### Предложенный отрывок
━━━
Вот один из фельетонов 1883 года, написанный в связи с обсуждением в Московской думе порядка праздничной и воскресной торговли. Строя свою заметку, Чехов исходит из того, что для приказчиков, добившихся постановки этого вопроса, неторговый день является днем отдыха, в то время как для "мальчиков", находящихся в услужении у хозяев, он оказывается полным самой каторжной работы. Заметка заканчивалась призывом к приказчикам повоевать за своих маленьких товарищей.

Корреспонденция о "мальчиках" — одна из наиболее содержательных и социально острых заметок Чехова. Об их положении он говорит, не очень-то стесняясь в выражениях. "Они будут, — пишет Чехов, — по праздникам, пока лавка заперта, чистить тазы и самовары, выносить помои, нянчить хозяйских детенышей и за все это получать трескучие подзатыльники… Бить ребят можно, сколько угодно и чем угодно. Не хочешь бить рукой, бей веником, а то и кочергой или мокрой мочалкой, как это делают хозяйки и кухарки. Мальчики ложатся в 12 ч., встают в 5. Едят они объедки, носят драные лохмотья, засыпают за чисткою приказчичьих сапогов. День в холодной, сырой и темной лавке, ночь в кухне или в холодных сенях, около холодного, как лед, рукомойника. И этаких… не десять, не сто, а тысячи!"

Что же, Чехов хорошо знал еще по Таганрогу то, о чем писал, и сделал все возможное, чтобы вылить накипевшее у него на душе. И все же тема эта требовала и не того обрамления, и не того тона, и не тех слов. И это лучше всего докажет сам Чехов, когда познакомит нас с безысходной драмой десятилетнего мальчика Ваньки Жукова, пишущего письмо на деревню дедушке ("Ванька", 1886 г.), когда расскажет нам о трагической судьбе маленькой няньки ("Спать хочется", 1888 г.).
━━━
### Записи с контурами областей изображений
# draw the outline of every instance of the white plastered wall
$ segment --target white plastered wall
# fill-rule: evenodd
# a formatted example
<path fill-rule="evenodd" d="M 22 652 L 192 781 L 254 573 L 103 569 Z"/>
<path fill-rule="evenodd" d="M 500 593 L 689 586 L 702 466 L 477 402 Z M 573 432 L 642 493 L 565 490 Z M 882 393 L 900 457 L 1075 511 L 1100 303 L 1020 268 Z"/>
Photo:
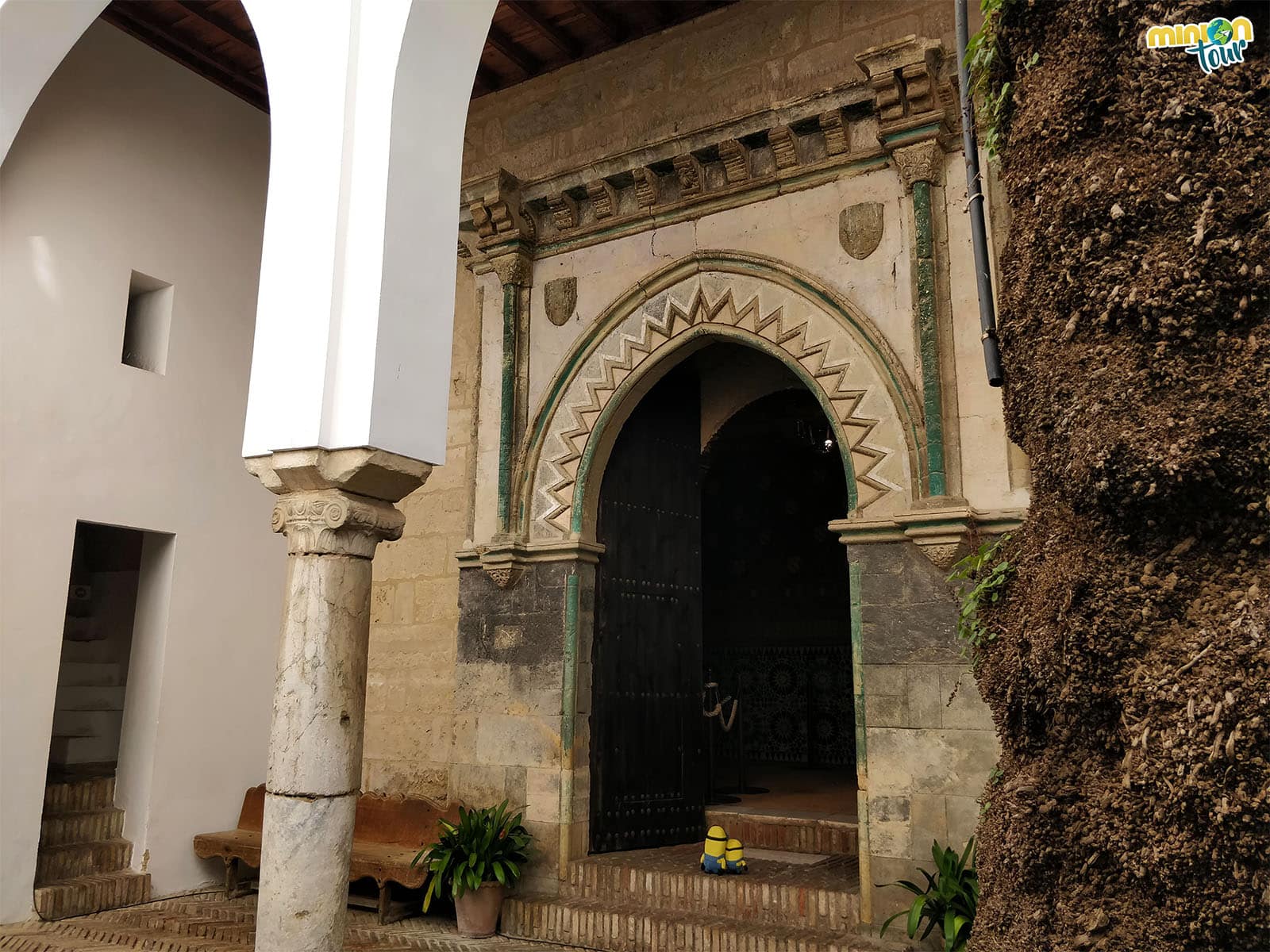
━━━
Напишите продолжение отрывка о заметке Чехова про «мальчиков», начав сразу после его последнего предложения.

### Ответ к заданию
Но ведь и такой фельетон при всех его неизбежных слабостях мог проскочить просто чудом. 30 сентября 1885 года Чехов послал Лейкину очередную порцию обозрений, но вскоре узнал, что они не пропущены цензурой. До нас дошли эти фельетоны. Трудно придумать что-нибудь более невинное. Высмеиваются новоиспеченный "Общедоступный театр" близ памятника Пушкину, разноголосица в оценке научной работы учеными Москвы и Харькова, упоминается о неаккуратной выплате денег в труппе Александрова и редакции московской либерально-народнической газеты "Жизнь". Наконец, в последнем "куплетце" Чехов прошелся по поводу устроенного Московской думой собачьего приюта, на содержание которого было ассигновано 5000 рублей. Как выяснилось, побывало в нем за все время существования приюта 22 собаки. Это дало Чехову повод пошутить на ту тому, что многие люди имеют все основания пожалеть, что они не собаки. И этого, видимо, оказалось достаточно. Цензор написал: "…Статья не может быть дозволена, как состоящая из обличений, не ограничивающихся простою передачею фактов, но сопровождаемых обсуждением их".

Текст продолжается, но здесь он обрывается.